— begin RECORDS FOR THE EXERCISE —
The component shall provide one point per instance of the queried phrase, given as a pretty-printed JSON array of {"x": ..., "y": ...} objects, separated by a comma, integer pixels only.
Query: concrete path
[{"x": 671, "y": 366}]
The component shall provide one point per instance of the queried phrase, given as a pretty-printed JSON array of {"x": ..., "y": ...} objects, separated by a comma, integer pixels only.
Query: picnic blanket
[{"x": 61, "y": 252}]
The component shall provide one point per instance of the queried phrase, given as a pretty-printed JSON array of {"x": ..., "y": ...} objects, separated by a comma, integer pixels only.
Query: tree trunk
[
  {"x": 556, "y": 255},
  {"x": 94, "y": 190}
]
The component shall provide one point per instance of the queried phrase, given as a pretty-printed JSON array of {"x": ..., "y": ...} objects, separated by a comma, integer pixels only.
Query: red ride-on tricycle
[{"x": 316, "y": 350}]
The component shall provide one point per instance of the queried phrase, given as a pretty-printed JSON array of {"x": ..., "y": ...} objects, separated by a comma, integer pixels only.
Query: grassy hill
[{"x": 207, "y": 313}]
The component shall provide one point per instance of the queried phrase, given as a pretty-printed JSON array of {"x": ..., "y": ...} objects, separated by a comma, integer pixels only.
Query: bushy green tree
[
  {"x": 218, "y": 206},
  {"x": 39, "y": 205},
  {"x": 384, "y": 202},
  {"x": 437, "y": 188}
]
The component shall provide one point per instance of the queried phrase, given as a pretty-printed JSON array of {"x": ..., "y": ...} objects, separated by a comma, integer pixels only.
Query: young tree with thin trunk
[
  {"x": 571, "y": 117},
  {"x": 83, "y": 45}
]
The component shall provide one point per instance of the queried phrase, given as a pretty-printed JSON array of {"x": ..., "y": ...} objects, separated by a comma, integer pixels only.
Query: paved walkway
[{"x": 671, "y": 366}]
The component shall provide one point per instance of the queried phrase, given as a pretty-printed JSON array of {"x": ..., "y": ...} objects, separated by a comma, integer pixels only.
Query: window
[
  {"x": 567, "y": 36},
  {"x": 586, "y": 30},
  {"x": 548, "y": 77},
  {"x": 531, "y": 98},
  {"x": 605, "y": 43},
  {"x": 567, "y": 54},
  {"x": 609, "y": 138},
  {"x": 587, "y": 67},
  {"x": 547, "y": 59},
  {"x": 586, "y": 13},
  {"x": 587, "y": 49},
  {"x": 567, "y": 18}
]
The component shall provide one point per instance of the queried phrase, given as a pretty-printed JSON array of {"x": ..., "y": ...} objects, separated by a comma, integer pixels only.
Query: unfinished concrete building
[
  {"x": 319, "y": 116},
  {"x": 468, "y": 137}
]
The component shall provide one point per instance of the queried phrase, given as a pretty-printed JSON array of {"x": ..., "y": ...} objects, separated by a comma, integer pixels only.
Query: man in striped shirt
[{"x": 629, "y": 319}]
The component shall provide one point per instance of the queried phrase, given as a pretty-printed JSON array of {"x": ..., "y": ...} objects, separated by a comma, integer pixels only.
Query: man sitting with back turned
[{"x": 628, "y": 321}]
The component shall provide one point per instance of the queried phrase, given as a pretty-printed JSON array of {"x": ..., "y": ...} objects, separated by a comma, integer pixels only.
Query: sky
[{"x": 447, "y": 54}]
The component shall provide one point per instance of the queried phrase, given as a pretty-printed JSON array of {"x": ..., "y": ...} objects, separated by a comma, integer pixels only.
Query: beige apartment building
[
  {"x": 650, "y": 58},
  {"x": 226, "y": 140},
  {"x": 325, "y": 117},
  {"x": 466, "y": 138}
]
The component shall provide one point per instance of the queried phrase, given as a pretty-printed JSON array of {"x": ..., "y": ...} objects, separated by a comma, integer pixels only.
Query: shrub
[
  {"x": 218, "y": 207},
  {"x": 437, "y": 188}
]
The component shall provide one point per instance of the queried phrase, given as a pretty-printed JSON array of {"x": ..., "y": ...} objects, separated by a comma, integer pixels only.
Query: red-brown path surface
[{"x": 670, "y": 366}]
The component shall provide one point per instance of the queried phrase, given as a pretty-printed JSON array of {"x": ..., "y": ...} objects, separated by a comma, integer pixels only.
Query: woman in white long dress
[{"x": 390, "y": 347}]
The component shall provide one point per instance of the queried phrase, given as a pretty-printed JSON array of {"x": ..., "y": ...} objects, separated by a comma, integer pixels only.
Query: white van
— end RECORDS FOR THE EXERCISE —
WRITTEN EXERCISE
Nothing should be left out: repeat all of the data exactly.

FINAL RESULT
The component shall provide one point per instance of the queried phrase, given as a pretty-printed JSON array of {"x": ..., "y": ...} objects, separated by a comma, integer pixels only.
Query: concrete path
[{"x": 671, "y": 366}]
The component shall provide one point per instance of the queried phrase, given as a pretty-printed JSON array of {"x": ..., "y": ...} objects, separated by a comma, integer pixels only.
Query: picnic blanket
[{"x": 61, "y": 252}]
The component shall provide one point per instance of the queried phrase, given as a pretty-printed JSON array of {"x": ..., "y": ...} objects, separated by a comma, integer pixels only.
Query: tree trunk
[
  {"x": 556, "y": 255},
  {"x": 94, "y": 190}
]
The component shall provide one point per instance of the queried phrase, given as a pretty-printed JSON array of {"x": ..., "y": ...} objects, separated by a comma, integer pixels only.
Query: red ride-on tricycle
[{"x": 316, "y": 350}]
The component shall provide one point per instance of the queried phrase, given as a pretty-printed JSON array of {"x": ..., "y": ...} objects, separated by a comma, integer pixels only.
Query: grassy hill
[{"x": 207, "y": 313}]
The component shall provide one point per instance of the queried phrase, given as a pretty-printed JSON array of {"x": ..., "y": ...} objects, separated by a comma, integer pixels only.
Query: bushy green tree
[
  {"x": 218, "y": 206},
  {"x": 39, "y": 205},
  {"x": 384, "y": 202},
  {"x": 437, "y": 188}
]
The component shall provide one point per instance of the queried phrase, given as a pretty-printed JSON array of {"x": ..., "y": ...} objects, separated by a comma, integer pixels only.
Query: young tree with thin trunk
[
  {"x": 571, "y": 117},
  {"x": 83, "y": 45}
]
The component shall provide one point per instance of the queried phrase, given as a pretty-printed JSON array of {"x": ..., "y": ...} objects, separated by a comma, integer pixels only.
Query: paved walkway
[{"x": 671, "y": 366}]
The component shall provide one point per instance of the queried phrase, given as a pretty-printed JSON array of {"x": ..., "y": ...} objects, separated by a comma, integer pixels only.
Query: window
[
  {"x": 567, "y": 36},
  {"x": 586, "y": 30},
  {"x": 548, "y": 77},
  {"x": 531, "y": 98},
  {"x": 605, "y": 43},
  {"x": 567, "y": 54},
  {"x": 609, "y": 138},
  {"x": 587, "y": 67},
  {"x": 547, "y": 59},
  {"x": 586, "y": 13},
  {"x": 587, "y": 49},
  {"x": 567, "y": 18}
]
The component shall provide one point per instance of the queried phrase, given as a pretty-printed JSON array of {"x": ..., "y": ...} objects, separated by a comma, integer pixels only.
Query: unfinished concrete building
[
  {"x": 319, "y": 116},
  {"x": 468, "y": 137}
]
The component shall provide one point per instance of the queried phrase, given as a pretty-printed JSON array of {"x": ..., "y": ...} objects, separated by a comma, integer pixels only.
Query: man in striped shirt
[{"x": 629, "y": 319}]
The component shall provide one point per instance of the queried phrase, given as a pretty-printed JSON array of {"x": ..., "y": ...} objects, separated by a comma, integer pixels only.
Query: man sitting with back turned
[{"x": 628, "y": 321}]
The component shall provide one point per instance of the queried phrase, given as a pretty-printed JSON array of {"x": ..., "y": ...} objects, separated by a comma, integer pixels only.
Query: sky
[{"x": 447, "y": 54}]
The component shall provide one point per instance of the queried phrase, given as a pretty-printed JSON array of {"x": ..., "y": ...} objects, separated by a comma, integer pixels only.
Query: beige apartment building
[
  {"x": 650, "y": 58},
  {"x": 226, "y": 140},
  {"x": 325, "y": 117},
  {"x": 466, "y": 138}
]
The component shall provide one point per instance of the queried phrase, given as a pretty-printed JSON array of {"x": ..., "y": ...} objects, separated by a comma, integer pixels only.
Query: shrub
[
  {"x": 218, "y": 207},
  {"x": 437, "y": 188}
]
The component shall provide one point per instance of the queried phrase, given as a pretty-printed JSON array of {"x": ..., "y": ...} objects, separated by a comma, integer pixels only.
Query: red-brown path surface
[{"x": 670, "y": 366}]
The component shall provide one point per instance of the queried phrase, given as a pretty-printed JSON array of {"x": ..., "y": ...} objects, separated by a comma, integer pixels only.
Query: woman in white long dress
[{"x": 390, "y": 347}]
The component shall provide one point per instance of the queried phrase, given as a pretty-printed JSON array of {"x": ..., "y": ...} objects, separated by a comma, integer pixels only.
Query: white van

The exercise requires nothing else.